§ **Consigne a**
Indiquez combien de lignes des enregistrements contiennent le mot « mountain », en respectant la casse. Donnez uniquement ce nombre.

+++ Extrait de page +++

541.Le ministre chargé de l'économie considère que le caractère tempéré des barrières à l'entrée, le dommage à l'économie limité reconnu par la décision et non démontré précisément, le fort pouvoir de marché des distributeurs, également reconnu par la décision sur les deux segments de marché en cause, l'échec de l'entente à mettre en place des mesures de compensation, que démontre notamment l'augmentation des parts de marché d'Andros au cours de la période d'infraction, aurait dû conduire à retenir un taux de valeurs des ventes moins élevé que celui de 16 %. Il invite la Cour à retenir un taux de 9 %, comme celui qui a pu être retenu dans l'affaire dite des messageries qui présentent des similitudes.

542.Le ministère public partage l'analyse du ministre chargé de l'économie.

Sur ce, la Cour,

543.À titre liminaire, il convient de rappeler qu'aux termes du communiqué sanctions, le dommage à l'économie englobe tous les aspects de la perturbation que l'infraction est de nature à causer au fonctionnement concurrentiel des activités, secteurs ou marchés directement ou indirectement concernés, ainsi qu'à l'économie générale (point 27).

544.L'Autorité en apprécie l'importance de façon objective, au vu de l'ensemble des éléments pertinents du cas d'espèce, sans toutefois être tenue de le chiffrer comme s'il s'agissait d'un préjudice individuel. Les éléments qu'elle prend en considération sont généralement de nature qualitative, mais peuvent également être de nature quantitative lorsque de tels éléments sont disponibles et fiables (point 28).

+++ Enregistrements extraits +++

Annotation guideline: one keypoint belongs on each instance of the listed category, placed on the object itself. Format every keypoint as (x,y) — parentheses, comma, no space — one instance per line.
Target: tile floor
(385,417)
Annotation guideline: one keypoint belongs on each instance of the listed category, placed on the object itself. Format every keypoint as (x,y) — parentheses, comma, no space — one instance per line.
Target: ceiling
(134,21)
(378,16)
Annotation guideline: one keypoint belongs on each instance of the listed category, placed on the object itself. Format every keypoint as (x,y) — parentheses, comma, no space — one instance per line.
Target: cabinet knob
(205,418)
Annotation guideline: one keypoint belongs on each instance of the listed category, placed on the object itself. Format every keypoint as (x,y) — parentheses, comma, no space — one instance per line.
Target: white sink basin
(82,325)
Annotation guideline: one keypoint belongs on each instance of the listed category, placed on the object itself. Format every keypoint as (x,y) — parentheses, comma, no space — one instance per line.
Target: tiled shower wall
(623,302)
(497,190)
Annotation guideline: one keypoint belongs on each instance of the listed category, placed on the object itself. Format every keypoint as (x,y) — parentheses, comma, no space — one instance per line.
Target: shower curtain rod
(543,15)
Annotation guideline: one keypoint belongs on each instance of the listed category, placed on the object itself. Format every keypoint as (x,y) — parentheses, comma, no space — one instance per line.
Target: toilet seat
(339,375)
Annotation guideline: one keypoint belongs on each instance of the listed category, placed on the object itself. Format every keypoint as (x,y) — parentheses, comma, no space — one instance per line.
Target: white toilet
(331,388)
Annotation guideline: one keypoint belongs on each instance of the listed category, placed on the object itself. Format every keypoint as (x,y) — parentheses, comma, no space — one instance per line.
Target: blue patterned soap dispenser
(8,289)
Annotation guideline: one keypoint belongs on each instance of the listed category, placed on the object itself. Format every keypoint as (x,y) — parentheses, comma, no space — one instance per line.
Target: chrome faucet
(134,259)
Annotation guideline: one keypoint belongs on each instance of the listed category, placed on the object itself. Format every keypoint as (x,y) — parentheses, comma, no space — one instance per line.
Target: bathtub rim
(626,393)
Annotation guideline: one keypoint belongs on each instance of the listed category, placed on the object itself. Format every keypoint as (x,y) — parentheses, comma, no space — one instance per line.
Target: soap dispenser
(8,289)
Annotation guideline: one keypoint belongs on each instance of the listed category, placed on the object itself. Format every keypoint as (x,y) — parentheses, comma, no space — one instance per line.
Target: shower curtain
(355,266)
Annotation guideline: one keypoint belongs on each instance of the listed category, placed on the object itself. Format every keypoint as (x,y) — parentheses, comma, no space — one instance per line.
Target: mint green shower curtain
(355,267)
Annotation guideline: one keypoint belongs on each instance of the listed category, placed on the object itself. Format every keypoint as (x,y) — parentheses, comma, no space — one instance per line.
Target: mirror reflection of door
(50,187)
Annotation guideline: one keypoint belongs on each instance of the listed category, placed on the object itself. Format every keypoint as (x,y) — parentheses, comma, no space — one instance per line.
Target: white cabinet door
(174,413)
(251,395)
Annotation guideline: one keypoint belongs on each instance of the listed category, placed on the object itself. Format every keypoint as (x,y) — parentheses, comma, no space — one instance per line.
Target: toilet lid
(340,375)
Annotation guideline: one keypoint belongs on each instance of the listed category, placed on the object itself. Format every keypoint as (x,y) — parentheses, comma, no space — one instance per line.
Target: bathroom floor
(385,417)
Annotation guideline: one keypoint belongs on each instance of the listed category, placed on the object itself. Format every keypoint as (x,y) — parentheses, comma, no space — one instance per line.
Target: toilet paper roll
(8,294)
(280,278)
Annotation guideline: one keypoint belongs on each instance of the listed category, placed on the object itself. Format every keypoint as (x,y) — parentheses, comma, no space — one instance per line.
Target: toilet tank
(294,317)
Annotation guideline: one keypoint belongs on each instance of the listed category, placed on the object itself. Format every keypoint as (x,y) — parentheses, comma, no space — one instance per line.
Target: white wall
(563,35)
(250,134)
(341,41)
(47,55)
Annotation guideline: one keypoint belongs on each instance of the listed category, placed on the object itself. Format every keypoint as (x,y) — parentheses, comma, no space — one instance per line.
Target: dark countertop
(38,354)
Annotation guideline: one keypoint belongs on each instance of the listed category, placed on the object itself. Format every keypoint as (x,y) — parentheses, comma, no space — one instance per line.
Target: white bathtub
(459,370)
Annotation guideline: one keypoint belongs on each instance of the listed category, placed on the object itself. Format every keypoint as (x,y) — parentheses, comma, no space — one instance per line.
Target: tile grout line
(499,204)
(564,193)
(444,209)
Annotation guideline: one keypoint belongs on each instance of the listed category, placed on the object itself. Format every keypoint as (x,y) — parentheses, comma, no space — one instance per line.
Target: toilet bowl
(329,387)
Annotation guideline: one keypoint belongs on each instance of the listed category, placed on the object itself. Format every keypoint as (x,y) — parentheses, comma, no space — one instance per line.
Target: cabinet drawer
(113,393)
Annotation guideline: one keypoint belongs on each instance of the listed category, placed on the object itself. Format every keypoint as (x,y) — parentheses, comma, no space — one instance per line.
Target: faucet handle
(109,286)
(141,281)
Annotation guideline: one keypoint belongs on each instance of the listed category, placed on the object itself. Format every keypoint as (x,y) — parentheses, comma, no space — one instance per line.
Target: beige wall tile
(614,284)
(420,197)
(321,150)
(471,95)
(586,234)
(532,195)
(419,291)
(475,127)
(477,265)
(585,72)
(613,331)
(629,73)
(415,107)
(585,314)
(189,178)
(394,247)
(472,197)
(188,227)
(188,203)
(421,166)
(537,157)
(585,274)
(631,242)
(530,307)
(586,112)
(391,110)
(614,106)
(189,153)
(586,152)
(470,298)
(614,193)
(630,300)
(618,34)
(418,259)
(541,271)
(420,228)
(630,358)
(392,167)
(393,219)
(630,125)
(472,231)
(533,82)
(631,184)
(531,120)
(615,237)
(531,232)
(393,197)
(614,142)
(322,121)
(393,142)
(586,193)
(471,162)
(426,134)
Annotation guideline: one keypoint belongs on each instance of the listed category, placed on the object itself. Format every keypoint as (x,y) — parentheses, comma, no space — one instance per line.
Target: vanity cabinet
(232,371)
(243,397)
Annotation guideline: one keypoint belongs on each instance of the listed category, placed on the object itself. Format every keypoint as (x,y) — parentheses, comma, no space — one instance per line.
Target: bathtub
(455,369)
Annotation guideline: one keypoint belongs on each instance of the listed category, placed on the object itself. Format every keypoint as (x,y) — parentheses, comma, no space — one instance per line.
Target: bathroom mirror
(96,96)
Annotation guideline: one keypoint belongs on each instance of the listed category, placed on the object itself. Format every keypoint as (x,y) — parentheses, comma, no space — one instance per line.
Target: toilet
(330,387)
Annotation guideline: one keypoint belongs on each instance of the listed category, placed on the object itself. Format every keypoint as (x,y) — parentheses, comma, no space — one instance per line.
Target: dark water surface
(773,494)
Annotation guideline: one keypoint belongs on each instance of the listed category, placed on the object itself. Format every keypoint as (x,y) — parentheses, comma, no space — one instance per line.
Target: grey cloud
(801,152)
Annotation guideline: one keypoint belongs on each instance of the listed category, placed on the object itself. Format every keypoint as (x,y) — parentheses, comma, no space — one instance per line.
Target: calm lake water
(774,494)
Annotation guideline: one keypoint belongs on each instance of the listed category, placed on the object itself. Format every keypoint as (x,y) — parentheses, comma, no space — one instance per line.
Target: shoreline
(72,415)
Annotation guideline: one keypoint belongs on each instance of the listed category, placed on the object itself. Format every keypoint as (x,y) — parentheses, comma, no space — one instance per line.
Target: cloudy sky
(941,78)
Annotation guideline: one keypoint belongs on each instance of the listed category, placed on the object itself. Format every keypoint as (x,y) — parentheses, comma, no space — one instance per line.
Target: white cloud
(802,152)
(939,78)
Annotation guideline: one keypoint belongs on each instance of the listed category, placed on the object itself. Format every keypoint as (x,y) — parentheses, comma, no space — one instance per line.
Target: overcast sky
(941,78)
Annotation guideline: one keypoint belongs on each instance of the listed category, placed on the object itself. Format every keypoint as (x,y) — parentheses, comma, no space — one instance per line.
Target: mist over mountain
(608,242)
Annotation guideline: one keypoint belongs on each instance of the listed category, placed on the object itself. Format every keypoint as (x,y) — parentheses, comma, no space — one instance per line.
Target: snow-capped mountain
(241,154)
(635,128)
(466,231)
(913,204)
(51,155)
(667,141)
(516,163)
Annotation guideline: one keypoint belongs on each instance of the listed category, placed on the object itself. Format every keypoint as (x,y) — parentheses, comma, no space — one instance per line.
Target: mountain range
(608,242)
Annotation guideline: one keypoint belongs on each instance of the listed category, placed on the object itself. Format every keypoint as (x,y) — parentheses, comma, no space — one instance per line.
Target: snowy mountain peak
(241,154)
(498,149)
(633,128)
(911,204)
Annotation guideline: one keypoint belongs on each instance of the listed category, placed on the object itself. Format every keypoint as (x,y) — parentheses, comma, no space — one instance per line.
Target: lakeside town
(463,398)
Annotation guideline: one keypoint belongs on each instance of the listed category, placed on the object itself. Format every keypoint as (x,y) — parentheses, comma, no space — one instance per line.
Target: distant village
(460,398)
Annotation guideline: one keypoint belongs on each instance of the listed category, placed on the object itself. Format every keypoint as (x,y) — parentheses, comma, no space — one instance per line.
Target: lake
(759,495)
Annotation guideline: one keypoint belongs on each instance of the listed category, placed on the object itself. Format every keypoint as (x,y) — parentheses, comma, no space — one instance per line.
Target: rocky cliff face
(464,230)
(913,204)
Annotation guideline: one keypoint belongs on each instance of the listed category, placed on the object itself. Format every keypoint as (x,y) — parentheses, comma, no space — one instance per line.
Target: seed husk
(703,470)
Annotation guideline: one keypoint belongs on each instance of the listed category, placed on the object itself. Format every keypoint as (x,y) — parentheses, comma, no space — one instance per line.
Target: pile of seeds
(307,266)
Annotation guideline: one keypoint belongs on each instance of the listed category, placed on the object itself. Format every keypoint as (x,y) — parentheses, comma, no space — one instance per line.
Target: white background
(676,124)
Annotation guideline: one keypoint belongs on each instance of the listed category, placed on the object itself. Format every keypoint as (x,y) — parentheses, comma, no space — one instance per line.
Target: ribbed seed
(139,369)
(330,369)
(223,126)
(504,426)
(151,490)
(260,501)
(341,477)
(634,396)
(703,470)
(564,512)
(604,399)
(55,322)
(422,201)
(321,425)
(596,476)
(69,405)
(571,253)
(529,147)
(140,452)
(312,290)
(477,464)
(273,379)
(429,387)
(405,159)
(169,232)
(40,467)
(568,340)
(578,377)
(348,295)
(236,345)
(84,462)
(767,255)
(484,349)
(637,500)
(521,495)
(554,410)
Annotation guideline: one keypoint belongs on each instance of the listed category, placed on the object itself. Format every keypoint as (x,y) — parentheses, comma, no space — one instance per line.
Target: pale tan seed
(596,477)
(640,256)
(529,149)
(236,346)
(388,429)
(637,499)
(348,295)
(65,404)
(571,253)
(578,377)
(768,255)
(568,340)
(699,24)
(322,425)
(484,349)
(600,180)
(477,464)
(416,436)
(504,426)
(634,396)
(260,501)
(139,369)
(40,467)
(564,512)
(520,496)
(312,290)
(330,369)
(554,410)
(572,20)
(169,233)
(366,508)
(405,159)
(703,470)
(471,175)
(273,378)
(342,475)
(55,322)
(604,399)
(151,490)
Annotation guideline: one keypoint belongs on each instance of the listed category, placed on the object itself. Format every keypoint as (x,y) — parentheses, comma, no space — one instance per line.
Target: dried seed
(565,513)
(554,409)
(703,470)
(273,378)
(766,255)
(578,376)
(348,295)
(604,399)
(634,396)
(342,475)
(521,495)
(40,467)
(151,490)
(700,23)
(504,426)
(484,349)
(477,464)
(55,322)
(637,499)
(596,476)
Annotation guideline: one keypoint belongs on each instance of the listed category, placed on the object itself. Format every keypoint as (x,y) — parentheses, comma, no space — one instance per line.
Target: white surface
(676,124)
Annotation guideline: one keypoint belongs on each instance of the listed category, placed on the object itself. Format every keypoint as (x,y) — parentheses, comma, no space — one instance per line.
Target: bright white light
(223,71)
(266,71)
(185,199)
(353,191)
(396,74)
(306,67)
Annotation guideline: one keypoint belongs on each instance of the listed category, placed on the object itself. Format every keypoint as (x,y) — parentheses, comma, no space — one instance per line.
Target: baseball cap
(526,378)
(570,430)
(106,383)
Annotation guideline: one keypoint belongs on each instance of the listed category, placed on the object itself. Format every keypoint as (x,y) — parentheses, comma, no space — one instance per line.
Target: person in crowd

+++

§ **Consigne b**
Veuillez préciser, d'après l'extrait de page, quel taux le ministre chargé de l'économie invite la Cour à retenir.

§ **Réponse rédigée a**
4

§ **Réponse rédigée b**
Un taux de 9 %.